[begin DATA TO PROCESS]
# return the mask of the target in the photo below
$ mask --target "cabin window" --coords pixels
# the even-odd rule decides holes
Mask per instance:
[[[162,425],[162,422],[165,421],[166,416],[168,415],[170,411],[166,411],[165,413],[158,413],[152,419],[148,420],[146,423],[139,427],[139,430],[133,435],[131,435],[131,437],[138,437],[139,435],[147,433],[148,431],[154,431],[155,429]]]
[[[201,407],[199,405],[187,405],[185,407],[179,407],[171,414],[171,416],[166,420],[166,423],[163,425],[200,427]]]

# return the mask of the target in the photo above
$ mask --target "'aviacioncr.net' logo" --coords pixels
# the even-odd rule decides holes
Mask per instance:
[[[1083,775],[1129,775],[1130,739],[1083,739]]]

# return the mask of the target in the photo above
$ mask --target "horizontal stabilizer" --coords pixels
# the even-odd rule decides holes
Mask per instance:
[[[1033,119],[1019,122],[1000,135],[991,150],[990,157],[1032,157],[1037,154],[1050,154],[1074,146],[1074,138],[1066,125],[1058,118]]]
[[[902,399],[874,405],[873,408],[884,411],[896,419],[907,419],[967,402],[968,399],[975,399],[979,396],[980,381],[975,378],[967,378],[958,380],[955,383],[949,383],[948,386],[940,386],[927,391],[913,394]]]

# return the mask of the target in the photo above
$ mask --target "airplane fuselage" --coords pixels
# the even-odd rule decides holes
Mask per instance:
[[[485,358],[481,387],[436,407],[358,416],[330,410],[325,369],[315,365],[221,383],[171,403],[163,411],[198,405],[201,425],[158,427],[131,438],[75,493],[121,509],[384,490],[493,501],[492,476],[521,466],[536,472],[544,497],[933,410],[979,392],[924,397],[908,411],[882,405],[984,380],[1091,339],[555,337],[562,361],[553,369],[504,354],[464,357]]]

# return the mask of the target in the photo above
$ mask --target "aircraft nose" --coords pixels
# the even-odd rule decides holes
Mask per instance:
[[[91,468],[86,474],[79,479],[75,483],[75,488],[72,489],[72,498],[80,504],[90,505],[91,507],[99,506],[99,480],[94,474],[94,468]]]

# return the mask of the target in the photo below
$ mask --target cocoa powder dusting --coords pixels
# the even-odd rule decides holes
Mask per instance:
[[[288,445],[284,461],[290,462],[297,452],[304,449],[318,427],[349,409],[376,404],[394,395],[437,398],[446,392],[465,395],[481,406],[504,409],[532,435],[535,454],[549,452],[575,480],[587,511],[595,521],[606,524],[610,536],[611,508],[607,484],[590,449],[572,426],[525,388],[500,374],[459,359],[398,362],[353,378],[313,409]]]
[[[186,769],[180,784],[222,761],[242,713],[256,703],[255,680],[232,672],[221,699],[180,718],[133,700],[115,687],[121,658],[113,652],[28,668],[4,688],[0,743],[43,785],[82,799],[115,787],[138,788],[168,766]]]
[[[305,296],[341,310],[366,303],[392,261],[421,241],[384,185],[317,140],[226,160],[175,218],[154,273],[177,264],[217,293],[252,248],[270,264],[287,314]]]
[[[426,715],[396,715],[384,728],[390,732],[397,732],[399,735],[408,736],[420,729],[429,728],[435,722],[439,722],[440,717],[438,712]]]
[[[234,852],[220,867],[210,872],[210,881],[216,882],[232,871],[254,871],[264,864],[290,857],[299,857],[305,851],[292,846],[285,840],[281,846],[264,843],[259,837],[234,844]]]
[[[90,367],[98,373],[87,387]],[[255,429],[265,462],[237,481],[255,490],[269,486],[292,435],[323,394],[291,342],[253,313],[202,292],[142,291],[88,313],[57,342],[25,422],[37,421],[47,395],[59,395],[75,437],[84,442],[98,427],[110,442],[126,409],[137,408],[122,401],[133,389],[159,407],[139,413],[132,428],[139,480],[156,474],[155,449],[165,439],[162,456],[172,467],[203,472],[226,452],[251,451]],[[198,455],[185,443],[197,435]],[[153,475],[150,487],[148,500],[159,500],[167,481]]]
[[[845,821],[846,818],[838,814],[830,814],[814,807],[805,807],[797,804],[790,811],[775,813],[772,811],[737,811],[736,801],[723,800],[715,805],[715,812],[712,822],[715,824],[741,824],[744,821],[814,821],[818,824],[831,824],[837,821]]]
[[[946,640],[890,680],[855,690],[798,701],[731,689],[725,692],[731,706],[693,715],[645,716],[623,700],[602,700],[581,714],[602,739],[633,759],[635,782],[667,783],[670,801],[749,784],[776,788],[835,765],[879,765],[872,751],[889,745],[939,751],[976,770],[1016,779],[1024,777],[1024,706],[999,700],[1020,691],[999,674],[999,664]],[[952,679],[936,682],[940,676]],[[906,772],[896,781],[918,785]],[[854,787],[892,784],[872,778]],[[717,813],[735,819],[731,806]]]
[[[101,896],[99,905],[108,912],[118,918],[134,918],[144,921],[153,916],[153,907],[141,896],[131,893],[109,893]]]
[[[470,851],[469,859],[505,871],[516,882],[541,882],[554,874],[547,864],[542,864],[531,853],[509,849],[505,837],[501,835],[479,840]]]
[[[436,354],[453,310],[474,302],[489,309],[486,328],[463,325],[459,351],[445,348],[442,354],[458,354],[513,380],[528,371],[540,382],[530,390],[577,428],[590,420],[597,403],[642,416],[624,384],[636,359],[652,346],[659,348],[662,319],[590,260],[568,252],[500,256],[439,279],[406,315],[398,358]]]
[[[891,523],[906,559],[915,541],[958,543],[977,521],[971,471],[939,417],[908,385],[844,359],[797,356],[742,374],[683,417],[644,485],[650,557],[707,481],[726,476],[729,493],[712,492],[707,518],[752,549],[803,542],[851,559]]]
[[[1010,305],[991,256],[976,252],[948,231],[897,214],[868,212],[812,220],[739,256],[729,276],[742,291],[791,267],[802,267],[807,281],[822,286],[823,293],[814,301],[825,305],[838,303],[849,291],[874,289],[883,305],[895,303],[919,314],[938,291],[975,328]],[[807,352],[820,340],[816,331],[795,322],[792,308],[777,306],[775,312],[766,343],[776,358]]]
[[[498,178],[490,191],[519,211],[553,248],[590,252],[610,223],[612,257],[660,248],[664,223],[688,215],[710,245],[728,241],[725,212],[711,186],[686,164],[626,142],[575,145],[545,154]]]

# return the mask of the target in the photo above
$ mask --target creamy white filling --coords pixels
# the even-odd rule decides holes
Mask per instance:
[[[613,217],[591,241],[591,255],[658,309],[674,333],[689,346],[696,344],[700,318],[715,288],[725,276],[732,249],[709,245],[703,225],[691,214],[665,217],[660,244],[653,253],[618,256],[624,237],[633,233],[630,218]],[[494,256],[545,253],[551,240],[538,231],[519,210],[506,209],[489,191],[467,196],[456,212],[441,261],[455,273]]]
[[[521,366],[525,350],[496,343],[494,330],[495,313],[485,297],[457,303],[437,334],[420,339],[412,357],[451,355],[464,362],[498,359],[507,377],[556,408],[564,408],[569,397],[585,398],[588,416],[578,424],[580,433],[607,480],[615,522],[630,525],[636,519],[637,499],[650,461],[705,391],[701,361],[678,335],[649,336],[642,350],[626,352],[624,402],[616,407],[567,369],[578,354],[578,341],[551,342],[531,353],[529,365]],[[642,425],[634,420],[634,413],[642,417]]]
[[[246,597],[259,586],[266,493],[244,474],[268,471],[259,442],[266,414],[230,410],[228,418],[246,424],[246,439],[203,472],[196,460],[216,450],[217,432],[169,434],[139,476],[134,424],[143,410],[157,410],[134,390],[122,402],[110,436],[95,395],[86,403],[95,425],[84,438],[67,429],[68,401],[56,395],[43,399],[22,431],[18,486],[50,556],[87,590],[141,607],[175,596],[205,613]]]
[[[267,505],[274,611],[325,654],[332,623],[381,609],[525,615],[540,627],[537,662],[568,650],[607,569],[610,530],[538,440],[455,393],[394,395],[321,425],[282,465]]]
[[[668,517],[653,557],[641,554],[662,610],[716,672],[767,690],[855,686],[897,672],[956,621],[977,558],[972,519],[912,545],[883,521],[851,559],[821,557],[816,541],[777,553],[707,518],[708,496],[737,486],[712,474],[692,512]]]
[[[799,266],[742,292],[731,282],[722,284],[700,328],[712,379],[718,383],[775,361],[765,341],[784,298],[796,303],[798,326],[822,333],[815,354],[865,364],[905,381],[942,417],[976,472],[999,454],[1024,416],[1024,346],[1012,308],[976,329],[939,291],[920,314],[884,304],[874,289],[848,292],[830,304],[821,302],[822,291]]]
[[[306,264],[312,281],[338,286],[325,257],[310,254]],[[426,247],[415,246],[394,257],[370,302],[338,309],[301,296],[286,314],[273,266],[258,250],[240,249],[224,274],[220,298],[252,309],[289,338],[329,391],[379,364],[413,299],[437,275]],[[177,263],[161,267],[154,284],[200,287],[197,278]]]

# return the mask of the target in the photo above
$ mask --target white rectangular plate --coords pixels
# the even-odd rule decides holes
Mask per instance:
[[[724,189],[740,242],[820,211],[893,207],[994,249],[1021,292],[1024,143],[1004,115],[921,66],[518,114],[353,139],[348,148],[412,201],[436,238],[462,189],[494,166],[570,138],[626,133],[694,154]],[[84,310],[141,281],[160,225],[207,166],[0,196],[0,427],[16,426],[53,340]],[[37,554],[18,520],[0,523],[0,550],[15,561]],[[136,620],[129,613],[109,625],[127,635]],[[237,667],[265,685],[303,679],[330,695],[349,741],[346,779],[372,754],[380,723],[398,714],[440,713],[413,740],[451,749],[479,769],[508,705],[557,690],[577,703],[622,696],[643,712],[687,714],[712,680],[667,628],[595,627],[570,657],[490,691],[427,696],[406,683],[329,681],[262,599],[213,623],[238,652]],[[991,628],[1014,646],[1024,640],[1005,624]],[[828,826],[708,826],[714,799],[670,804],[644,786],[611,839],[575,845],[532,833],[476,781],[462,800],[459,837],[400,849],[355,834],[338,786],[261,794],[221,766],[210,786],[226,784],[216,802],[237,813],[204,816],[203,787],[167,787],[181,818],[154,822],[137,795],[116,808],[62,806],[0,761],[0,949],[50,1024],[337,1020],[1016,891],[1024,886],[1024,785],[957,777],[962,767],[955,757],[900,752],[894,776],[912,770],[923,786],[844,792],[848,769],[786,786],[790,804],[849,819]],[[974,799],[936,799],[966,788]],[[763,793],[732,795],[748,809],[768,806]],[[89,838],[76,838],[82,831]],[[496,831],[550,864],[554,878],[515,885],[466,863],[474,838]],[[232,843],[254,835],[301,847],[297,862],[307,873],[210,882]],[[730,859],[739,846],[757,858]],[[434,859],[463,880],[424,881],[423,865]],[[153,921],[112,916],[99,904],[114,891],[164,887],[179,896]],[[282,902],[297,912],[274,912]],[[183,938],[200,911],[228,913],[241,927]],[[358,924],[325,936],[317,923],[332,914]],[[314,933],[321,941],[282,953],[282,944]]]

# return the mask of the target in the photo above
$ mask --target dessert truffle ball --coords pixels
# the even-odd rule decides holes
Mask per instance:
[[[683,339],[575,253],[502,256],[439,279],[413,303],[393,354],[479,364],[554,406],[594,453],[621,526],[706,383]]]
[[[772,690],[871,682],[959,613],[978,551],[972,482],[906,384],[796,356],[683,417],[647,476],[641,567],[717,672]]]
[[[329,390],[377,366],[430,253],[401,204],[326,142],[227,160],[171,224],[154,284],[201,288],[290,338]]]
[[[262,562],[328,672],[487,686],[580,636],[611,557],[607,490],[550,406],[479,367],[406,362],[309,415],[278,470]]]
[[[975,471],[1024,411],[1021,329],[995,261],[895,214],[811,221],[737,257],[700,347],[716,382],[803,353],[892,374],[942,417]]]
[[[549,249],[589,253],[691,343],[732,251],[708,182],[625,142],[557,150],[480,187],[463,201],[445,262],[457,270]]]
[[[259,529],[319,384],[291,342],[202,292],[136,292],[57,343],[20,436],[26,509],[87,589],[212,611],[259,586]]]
[end DATA TO PROCESS]
DIRECTIONS FOR THIS TASK - Show each line of the data that contains the string "coords". Matching is case-sensitive.

ANSWER -
$ mask --target "cabin window" --coords pixels
$ mask --target "'aviacioncr.net' logo" --coords pixels
$ mask --target "horizontal stabilizer" --coords pixels
$ mask --target "airplane fuselage" --coords pixels
$ mask --target "aircraft nose" --coords pixels
$ mask --target cocoa powder dusting --coords pixels
$ mask --target creamy white filling --coords pixels
$ mask --target white rectangular plate --coords pixels
$ mask --target dessert truffle ball --coords pixels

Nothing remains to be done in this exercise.